Task brief: Express every line of the items below as a JSON list of strings, with one string per line and blank lines omitted.

Source data:
========================

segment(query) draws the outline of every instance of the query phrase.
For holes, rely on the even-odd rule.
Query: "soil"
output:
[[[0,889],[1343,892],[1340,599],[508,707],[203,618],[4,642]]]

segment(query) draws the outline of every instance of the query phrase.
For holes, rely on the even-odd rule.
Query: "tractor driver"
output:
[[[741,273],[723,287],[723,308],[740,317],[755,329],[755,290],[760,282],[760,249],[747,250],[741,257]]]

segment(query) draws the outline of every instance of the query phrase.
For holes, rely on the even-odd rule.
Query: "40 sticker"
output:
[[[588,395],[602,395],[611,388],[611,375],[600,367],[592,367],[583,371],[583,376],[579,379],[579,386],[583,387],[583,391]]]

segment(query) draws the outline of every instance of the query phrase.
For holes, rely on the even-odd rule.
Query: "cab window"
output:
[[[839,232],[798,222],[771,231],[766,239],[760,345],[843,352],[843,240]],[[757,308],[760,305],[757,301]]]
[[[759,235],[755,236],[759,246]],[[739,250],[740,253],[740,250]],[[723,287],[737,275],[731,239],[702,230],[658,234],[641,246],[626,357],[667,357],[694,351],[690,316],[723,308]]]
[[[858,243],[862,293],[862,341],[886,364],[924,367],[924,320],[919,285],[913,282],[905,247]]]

========================

Response for this exercise:
[
  "segment(query) draws the outline of every instance of the query phrase.",
  "For holes, rely on the even-odd rule.",
  "Query: \"soil\"",
  "output:",
  "[[[0,889],[1343,892],[1340,599],[508,707],[203,618],[4,642]]]",
  "segment(query) draws the outline of every instance of the query phrase.",
  "For holes, rely on the even-odd rule.",
  "Query: \"tractor driver\"",
  "output:",
  "[[[741,273],[723,287],[723,308],[740,317],[755,329],[755,290],[760,282],[760,249],[747,250],[741,257]]]",
  "segment(query) draws the outline of every instance of the query phrase.",
  "For holes, rely on the even-odd rule.",
  "Query: \"40 sticker\"",
  "output:",
  "[[[588,395],[602,395],[611,388],[611,375],[600,367],[592,367],[583,371],[583,376],[579,379],[579,386],[583,387],[583,391]]]",
  "segment(query) draws the outline of every instance of the query phrase.",
  "For holes, rely on the even-odd rule.",
  "Query: \"cab window\"",
  "output:",
  "[[[839,232],[798,222],[771,231],[766,239],[760,345],[843,352],[843,240]],[[757,308],[760,305],[757,301]]]",
  "[[[759,235],[755,236],[759,246]],[[739,250],[740,253],[740,250]],[[723,287],[737,275],[731,239],[702,230],[658,234],[641,246],[626,357],[667,357],[694,351],[690,316],[723,308]]]",
  "[[[858,243],[862,293],[862,341],[886,364],[924,367],[924,320],[919,285],[913,282],[905,247]]]"
]